▶ [GOAL OF THE EXERCISE]:
Retype the lines of the material exactly, starting at the line that contains "ceiling fan pull chain | bbox" and stopping after the line that contains "top-left (25, 0), bottom-right (640, 148)".

____ RECORDS SUPPLIED

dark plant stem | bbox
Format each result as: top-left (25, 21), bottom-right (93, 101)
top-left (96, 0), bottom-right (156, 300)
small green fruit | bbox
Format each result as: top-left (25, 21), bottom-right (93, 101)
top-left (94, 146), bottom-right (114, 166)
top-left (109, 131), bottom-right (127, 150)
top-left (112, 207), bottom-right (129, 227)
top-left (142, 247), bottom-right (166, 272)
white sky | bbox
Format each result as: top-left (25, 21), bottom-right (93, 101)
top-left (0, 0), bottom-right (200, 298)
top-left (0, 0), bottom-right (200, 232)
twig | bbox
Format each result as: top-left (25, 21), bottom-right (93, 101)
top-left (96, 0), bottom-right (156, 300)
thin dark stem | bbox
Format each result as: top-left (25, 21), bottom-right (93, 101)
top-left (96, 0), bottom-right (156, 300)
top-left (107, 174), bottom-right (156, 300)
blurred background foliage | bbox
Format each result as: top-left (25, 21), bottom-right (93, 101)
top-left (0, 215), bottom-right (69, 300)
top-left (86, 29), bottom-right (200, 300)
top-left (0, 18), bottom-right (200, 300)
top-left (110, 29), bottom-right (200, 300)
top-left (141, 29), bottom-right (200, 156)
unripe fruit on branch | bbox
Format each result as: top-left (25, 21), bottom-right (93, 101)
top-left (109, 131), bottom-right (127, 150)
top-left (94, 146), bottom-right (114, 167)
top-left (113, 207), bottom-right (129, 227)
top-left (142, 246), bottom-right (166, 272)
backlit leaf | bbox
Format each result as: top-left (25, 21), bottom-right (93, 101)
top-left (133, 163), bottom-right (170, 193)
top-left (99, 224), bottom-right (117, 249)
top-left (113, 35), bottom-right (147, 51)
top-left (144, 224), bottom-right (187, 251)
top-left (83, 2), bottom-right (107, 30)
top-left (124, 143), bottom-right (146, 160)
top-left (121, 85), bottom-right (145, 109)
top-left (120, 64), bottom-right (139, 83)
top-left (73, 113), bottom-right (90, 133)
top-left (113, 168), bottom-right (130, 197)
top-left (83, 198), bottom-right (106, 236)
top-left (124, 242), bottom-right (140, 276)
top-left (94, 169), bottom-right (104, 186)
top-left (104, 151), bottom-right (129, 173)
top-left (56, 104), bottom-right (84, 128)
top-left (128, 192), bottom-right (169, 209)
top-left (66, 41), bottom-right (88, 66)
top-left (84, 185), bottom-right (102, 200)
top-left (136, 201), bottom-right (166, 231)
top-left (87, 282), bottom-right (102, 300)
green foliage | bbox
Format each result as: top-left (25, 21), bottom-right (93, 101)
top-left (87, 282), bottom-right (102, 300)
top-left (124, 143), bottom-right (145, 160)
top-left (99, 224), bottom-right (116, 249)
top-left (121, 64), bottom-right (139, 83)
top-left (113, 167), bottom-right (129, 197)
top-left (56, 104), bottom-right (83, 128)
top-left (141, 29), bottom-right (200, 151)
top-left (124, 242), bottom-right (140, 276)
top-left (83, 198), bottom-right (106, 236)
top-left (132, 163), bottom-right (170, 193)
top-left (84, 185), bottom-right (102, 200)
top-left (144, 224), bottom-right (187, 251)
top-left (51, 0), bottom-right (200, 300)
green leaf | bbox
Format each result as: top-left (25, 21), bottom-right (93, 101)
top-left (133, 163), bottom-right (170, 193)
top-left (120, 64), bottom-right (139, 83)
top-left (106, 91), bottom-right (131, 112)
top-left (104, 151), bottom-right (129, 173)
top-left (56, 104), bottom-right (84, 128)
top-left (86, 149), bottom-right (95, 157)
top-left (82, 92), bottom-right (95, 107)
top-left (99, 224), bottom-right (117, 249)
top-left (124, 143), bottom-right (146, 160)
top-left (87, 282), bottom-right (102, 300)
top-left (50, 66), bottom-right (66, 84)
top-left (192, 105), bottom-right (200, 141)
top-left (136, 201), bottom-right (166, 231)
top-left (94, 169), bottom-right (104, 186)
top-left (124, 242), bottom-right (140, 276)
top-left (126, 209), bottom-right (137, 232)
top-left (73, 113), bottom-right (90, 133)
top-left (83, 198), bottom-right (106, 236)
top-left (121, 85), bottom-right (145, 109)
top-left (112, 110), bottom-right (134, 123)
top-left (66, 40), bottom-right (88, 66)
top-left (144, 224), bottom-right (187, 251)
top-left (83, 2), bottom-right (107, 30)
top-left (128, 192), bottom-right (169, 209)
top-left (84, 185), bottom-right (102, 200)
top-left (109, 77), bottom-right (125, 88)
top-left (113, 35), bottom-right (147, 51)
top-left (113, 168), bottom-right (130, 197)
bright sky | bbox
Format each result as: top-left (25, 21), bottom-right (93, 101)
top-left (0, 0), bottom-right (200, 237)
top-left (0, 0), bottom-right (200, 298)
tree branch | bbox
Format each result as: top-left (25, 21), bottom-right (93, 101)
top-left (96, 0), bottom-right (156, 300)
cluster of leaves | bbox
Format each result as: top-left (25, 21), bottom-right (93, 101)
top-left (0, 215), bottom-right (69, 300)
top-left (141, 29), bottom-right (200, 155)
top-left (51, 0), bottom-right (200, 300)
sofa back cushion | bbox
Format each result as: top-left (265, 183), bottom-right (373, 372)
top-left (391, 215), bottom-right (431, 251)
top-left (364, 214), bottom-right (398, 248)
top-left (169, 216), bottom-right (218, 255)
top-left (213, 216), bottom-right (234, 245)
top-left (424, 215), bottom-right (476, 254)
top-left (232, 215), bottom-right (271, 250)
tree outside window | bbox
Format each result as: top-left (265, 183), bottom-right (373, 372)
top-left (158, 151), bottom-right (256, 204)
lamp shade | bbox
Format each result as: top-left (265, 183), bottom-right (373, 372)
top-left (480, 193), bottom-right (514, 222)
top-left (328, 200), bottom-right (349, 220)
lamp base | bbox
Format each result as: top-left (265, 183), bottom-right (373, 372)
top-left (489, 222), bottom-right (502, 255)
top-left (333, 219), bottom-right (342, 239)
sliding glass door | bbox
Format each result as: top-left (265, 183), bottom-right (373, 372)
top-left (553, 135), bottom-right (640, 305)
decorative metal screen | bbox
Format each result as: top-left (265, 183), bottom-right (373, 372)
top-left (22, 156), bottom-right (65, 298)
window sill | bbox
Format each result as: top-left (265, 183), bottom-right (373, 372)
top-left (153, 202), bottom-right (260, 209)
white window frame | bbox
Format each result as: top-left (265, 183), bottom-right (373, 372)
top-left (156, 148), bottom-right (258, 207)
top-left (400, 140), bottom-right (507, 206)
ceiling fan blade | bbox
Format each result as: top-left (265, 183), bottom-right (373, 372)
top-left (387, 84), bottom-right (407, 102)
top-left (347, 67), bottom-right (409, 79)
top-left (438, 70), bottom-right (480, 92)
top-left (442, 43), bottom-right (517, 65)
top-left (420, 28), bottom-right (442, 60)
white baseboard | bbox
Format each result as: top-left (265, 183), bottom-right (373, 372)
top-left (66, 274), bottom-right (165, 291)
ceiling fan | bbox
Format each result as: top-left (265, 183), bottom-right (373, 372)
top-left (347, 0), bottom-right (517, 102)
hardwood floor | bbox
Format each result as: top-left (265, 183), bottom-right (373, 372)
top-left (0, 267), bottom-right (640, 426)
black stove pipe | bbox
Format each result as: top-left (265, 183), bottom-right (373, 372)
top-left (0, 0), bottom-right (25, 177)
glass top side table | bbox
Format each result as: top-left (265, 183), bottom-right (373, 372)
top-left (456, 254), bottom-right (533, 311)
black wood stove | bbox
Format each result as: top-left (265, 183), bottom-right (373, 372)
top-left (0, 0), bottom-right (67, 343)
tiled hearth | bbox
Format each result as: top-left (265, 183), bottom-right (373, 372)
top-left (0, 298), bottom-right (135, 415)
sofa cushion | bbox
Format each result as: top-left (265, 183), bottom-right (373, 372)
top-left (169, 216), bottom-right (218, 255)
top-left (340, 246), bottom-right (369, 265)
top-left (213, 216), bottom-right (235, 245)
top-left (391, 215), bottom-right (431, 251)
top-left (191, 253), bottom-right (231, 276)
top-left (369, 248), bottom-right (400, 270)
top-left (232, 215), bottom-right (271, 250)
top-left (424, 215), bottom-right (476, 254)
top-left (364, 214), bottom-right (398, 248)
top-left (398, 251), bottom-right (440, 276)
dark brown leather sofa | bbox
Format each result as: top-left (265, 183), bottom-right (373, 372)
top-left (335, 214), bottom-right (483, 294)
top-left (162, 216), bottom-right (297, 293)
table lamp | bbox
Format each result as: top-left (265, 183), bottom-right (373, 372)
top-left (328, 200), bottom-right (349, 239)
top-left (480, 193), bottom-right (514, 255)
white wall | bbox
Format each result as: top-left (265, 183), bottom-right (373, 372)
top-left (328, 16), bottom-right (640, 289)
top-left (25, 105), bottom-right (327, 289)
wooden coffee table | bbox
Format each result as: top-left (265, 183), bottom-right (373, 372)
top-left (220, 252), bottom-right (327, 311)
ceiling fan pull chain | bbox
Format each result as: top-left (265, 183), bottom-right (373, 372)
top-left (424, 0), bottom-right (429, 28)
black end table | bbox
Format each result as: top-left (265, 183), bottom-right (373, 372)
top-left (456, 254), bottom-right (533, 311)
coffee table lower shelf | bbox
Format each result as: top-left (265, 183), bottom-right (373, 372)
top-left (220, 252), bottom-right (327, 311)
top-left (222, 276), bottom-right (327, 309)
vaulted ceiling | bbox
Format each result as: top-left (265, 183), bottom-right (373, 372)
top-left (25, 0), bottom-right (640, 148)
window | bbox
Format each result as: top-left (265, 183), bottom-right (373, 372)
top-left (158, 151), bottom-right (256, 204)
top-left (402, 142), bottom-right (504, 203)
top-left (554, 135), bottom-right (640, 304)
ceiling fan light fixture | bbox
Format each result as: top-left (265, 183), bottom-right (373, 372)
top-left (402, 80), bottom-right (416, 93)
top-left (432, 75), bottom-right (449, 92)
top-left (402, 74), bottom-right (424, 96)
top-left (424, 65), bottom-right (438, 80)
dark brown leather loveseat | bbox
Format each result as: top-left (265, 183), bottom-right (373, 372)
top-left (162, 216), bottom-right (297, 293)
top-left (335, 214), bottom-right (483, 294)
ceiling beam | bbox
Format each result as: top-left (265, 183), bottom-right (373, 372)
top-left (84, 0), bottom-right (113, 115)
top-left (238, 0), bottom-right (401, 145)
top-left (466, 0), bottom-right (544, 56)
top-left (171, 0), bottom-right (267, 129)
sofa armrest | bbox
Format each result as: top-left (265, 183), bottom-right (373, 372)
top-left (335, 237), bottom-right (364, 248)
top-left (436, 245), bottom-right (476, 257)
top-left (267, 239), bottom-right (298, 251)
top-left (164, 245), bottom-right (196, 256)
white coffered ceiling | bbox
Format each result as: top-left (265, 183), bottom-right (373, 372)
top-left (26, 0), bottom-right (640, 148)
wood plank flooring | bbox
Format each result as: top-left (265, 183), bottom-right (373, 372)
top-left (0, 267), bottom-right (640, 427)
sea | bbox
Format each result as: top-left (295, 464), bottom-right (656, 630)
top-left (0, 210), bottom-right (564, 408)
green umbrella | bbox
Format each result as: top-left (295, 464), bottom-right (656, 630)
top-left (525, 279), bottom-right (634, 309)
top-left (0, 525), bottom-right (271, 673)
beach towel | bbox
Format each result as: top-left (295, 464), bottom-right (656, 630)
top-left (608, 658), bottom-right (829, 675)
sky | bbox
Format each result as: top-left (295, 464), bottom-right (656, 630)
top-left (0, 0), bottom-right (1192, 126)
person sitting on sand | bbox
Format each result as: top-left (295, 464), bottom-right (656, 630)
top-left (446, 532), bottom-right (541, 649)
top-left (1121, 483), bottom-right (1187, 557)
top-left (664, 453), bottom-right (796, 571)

________

▶ [COMPLETED EXERCISE]:
ceiling fan pull chain | bbox
Format each result as: top-left (265, 183), bottom-right (373, 372)
top-left (424, 0), bottom-right (429, 28)
black end table | bbox
Format each result as: top-left (265, 183), bottom-right (373, 372)
top-left (456, 254), bottom-right (533, 311)
coffee table lower shelf | bbox
Format each result as: top-left (265, 183), bottom-right (373, 372)
top-left (220, 252), bottom-right (327, 311)
top-left (222, 276), bottom-right (327, 309)
vaulted ceiling | bbox
Format each result as: top-left (265, 183), bottom-right (373, 372)
top-left (25, 0), bottom-right (640, 148)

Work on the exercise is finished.